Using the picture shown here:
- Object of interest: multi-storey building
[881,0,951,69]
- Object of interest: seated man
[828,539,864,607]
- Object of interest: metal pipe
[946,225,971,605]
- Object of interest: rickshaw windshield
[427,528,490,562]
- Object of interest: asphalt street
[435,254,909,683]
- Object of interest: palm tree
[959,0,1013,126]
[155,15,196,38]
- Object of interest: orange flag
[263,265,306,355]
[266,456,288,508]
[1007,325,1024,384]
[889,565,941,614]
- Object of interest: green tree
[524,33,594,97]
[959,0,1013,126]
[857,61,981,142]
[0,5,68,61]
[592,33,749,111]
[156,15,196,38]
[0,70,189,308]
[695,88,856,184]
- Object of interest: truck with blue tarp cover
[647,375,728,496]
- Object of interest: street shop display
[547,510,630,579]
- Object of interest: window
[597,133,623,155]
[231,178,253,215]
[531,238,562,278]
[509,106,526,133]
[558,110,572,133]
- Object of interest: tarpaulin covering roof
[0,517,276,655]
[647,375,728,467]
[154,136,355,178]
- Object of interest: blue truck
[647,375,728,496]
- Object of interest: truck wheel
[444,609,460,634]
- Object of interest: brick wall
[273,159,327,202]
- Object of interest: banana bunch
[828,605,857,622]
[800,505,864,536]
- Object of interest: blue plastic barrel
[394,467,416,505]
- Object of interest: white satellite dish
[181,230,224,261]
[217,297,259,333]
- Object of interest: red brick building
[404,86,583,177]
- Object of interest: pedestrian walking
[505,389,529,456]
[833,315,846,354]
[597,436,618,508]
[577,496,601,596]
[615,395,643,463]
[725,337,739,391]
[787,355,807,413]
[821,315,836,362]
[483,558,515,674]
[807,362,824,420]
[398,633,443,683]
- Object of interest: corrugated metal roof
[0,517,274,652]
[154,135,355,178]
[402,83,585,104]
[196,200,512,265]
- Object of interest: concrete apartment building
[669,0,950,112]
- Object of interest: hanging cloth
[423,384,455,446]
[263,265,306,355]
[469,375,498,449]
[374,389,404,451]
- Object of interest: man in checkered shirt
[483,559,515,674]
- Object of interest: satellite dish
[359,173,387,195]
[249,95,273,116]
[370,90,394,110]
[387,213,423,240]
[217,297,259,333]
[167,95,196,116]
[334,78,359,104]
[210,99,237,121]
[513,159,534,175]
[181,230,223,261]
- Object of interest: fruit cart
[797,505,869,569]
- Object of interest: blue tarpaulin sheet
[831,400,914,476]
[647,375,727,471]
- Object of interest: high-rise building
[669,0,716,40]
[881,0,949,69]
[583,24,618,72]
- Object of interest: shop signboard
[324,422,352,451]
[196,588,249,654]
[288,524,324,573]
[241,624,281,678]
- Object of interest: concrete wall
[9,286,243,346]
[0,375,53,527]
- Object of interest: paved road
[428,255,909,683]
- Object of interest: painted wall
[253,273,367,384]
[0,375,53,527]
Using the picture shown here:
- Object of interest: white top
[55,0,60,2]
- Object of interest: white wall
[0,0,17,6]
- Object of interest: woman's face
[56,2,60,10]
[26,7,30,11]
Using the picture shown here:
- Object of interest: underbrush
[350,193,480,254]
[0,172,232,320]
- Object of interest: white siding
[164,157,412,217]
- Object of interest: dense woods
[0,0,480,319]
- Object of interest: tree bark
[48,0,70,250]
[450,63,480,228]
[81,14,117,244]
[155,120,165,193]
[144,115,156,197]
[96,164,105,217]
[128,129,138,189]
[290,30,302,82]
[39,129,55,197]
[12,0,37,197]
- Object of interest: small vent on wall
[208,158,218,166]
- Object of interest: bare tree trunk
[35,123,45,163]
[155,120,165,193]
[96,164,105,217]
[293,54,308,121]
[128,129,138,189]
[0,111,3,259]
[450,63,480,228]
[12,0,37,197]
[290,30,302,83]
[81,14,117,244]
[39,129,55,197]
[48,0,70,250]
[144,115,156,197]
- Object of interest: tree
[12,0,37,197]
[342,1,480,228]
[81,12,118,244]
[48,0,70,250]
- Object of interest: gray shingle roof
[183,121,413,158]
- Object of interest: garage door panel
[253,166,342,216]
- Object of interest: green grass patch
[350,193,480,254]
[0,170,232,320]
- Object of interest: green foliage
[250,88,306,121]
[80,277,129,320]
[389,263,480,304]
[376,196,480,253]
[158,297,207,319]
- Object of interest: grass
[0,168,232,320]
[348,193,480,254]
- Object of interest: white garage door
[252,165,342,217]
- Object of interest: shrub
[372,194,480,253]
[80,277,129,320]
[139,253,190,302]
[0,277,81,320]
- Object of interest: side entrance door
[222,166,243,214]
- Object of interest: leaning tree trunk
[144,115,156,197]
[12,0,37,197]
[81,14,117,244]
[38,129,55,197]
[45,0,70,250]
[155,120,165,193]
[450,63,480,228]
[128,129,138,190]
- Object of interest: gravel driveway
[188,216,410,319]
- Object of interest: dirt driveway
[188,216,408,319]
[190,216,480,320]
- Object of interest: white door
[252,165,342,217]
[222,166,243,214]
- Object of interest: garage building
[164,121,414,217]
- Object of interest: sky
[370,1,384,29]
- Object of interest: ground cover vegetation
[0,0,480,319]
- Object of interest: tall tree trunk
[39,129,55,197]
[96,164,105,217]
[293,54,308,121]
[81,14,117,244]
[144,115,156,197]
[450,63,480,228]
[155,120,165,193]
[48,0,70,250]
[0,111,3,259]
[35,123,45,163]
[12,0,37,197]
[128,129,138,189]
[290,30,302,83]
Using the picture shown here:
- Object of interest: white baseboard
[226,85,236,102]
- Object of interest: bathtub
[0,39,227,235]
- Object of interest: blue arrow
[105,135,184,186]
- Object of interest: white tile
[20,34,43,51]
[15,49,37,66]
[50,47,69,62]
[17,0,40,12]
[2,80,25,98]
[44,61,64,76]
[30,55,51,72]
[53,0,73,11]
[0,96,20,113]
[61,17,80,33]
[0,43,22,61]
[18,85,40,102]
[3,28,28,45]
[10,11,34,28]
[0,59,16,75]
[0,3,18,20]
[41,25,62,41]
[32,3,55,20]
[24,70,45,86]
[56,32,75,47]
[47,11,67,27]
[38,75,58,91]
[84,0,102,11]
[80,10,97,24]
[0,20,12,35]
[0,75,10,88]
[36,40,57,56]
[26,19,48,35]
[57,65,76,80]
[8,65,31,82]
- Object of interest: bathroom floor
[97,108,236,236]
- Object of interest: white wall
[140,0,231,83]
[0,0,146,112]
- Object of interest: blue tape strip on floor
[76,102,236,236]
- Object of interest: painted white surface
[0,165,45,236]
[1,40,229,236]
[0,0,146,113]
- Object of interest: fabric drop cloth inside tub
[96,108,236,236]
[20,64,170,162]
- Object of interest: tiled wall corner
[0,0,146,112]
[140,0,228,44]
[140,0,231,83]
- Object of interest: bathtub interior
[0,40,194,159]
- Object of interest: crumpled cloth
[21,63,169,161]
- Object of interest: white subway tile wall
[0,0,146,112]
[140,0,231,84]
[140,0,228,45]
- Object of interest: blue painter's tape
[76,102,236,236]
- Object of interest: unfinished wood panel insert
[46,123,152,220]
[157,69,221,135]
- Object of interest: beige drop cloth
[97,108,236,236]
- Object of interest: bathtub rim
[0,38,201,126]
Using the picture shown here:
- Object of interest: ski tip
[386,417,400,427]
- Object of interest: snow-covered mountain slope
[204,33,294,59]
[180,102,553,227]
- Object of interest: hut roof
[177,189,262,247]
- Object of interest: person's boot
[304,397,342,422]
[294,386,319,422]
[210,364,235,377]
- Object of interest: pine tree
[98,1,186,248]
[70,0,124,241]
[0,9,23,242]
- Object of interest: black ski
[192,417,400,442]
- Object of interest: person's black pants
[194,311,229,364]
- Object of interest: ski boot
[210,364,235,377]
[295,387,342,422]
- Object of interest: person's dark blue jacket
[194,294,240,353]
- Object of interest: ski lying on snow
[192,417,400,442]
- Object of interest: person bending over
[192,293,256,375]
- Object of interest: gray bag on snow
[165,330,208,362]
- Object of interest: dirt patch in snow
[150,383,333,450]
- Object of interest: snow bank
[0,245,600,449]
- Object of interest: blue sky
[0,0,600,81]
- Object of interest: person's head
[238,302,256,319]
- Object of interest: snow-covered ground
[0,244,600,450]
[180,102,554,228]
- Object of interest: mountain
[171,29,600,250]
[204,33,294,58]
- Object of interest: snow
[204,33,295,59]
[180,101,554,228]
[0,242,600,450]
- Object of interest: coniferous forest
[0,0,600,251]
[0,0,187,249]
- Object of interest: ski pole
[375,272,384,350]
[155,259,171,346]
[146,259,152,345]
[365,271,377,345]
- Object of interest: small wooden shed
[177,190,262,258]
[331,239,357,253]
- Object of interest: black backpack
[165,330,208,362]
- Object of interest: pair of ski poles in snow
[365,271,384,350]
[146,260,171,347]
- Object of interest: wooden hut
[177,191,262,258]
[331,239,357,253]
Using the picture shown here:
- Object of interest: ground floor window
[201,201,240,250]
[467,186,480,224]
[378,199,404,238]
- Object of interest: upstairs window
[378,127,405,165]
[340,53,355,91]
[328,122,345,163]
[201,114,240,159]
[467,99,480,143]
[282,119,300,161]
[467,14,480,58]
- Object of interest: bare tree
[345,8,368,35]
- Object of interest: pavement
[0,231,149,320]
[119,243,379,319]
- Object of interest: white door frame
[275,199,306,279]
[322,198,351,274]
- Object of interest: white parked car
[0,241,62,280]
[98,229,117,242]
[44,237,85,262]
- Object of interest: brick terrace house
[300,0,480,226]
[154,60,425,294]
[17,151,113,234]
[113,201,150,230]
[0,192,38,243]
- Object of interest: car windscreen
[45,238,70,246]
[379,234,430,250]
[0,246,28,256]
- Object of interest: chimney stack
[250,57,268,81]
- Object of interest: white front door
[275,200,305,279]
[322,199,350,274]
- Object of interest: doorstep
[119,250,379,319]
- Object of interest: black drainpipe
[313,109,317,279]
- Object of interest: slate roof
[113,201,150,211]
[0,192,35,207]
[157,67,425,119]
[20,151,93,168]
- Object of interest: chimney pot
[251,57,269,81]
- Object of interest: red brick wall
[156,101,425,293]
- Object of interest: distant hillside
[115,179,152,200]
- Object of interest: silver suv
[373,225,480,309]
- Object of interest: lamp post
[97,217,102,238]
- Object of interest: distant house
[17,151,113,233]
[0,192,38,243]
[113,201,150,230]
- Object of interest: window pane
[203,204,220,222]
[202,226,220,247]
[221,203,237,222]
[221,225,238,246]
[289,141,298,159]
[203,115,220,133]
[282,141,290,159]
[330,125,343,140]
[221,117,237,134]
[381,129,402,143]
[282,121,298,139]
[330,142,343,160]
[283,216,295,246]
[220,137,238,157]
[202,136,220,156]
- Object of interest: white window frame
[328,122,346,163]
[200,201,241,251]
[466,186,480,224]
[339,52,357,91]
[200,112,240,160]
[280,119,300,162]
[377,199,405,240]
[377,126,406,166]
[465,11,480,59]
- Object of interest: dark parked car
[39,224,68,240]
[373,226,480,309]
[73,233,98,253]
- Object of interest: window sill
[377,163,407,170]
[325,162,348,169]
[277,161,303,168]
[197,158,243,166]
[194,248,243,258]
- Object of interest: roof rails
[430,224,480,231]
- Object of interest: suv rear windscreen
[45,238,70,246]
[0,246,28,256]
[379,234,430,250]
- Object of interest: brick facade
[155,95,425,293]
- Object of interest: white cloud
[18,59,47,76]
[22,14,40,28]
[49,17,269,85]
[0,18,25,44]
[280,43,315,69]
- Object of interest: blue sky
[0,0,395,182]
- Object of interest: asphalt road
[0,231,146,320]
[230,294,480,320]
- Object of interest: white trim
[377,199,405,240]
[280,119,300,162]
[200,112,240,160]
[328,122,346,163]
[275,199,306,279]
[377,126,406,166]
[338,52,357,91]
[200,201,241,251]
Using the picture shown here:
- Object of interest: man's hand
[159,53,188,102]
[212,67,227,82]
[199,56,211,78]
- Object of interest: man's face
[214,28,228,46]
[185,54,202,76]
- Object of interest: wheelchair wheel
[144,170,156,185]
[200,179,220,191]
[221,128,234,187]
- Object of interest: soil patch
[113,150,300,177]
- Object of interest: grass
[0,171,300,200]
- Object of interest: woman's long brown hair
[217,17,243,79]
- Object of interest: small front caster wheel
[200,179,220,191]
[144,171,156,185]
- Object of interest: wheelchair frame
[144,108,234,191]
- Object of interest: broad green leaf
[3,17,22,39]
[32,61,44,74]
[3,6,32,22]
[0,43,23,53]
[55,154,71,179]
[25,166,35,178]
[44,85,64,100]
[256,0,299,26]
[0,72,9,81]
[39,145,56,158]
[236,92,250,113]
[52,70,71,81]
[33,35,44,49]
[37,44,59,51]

• • • • •

Rescale the entries from the first line through the line containing "[547,510,630,579]", both lines included. Write out each line again, including those that name an object of interest, with every bounding-box coordinate multiplied by 0.2 and rounded to the nearest whole number, halves rounded up.

**Written solution**
Using the picture shown here:
- Object of interest: multi-storey building
[176,0,190,14]
- Object of interest: seated man
[166,108,173,121]
- Object of interest: metal pipe
[189,45,194,121]
- Object of interest: rickshaw windshield
[85,106,98,112]
- Object of interest: asphalt street
[87,51,182,137]
- Object of interest: palm tree
[192,0,203,25]
[31,3,39,8]
- Object of interest: orange flag
[53,53,61,71]
[53,91,58,102]
[201,65,205,77]
[178,113,188,123]
- Object of interest: green tree
[105,7,119,19]
[192,0,203,25]
[171,12,196,28]
[0,1,14,12]
[118,7,150,22]
[31,3,39,8]
[0,14,38,62]
[139,18,171,37]
- Object of interest: truck with blue tarp cover
[129,75,146,99]
- Object of interest: street shop display
[109,102,126,116]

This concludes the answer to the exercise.